▶ **What you will do**: Repeat the listing below exactly. Pictures do not belong in the copy.

▶ **Task inputs**:

※ ※ ※

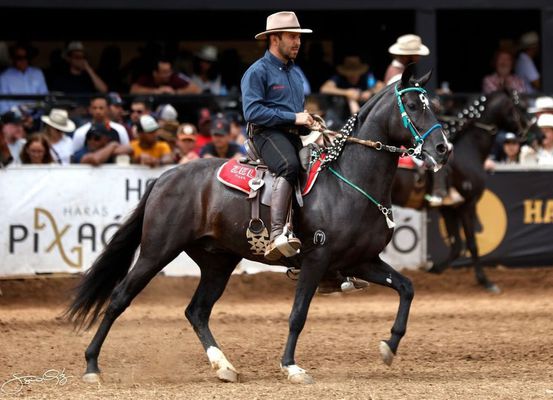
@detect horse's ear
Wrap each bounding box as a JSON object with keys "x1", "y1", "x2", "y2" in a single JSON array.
[
  {"x1": 401, "y1": 63, "x2": 416, "y2": 88},
  {"x1": 413, "y1": 69, "x2": 433, "y2": 87}
]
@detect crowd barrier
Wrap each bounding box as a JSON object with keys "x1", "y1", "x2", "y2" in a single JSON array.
[
  {"x1": 0, "y1": 165, "x2": 426, "y2": 277},
  {"x1": 3, "y1": 165, "x2": 552, "y2": 277}
]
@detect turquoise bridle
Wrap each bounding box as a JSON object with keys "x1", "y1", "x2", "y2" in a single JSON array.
[{"x1": 395, "y1": 83, "x2": 442, "y2": 146}]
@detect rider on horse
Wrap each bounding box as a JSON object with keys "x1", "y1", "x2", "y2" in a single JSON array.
[{"x1": 241, "y1": 11, "x2": 319, "y2": 261}]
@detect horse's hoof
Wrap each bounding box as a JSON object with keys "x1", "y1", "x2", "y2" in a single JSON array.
[
  {"x1": 281, "y1": 364, "x2": 315, "y2": 384},
  {"x1": 82, "y1": 372, "x2": 101, "y2": 383},
  {"x1": 486, "y1": 284, "x2": 501, "y2": 294},
  {"x1": 216, "y1": 367, "x2": 239, "y2": 383},
  {"x1": 379, "y1": 341, "x2": 394, "y2": 366},
  {"x1": 427, "y1": 265, "x2": 444, "y2": 275}
]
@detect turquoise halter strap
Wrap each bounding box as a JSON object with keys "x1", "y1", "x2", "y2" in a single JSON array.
[{"x1": 395, "y1": 83, "x2": 442, "y2": 144}]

※ ※ ※

▶ **Solution for this exercise**:
@detect horse's ear
Wrap each bounding box as a JSON object with keys "x1", "y1", "x2", "y2" in a single JSON array.
[
  {"x1": 401, "y1": 63, "x2": 416, "y2": 88},
  {"x1": 413, "y1": 69, "x2": 433, "y2": 87}
]
@detect crowd barrier
Wrap each bounding box as a JSON object with keys "x1", "y1", "x2", "y2" in a single JSON array.
[
  {"x1": 0, "y1": 165, "x2": 426, "y2": 277},
  {"x1": 3, "y1": 165, "x2": 552, "y2": 277}
]
@detect turquoise bridle
Wrap each bounding box as a JSON object with keys "x1", "y1", "x2", "y2" in a single JSON array.
[{"x1": 395, "y1": 83, "x2": 442, "y2": 146}]
@detect rider on horse
Wrap each bounding box as a JSON object with keys "x1", "y1", "x2", "y2" in a single JSON array.
[{"x1": 241, "y1": 11, "x2": 319, "y2": 261}]
@detect horse's hoof
Wrap each bounding box as a JSON object with keys "x1", "y1", "x2", "y2" in a single JSON array.
[
  {"x1": 281, "y1": 364, "x2": 315, "y2": 384},
  {"x1": 82, "y1": 372, "x2": 101, "y2": 383},
  {"x1": 486, "y1": 284, "x2": 501, "y2": 294},
  {"x1": 216, "y1": 367, "x2": 239, "y2": 383},
  {"x1": 379, "y1": 341, "x2": 394, "y2": 366},
  {"x1": 427, "y1": 265, "x2": 444, "y2": 275}
]
@detect turquoise halter strap
Wrap each bounding box as a JSON object with keys "x1", "y1", "x2", "y2" in a single JSON array.
[{"x1": 395, "y1": 83, "x2": 442, "y2": 144}]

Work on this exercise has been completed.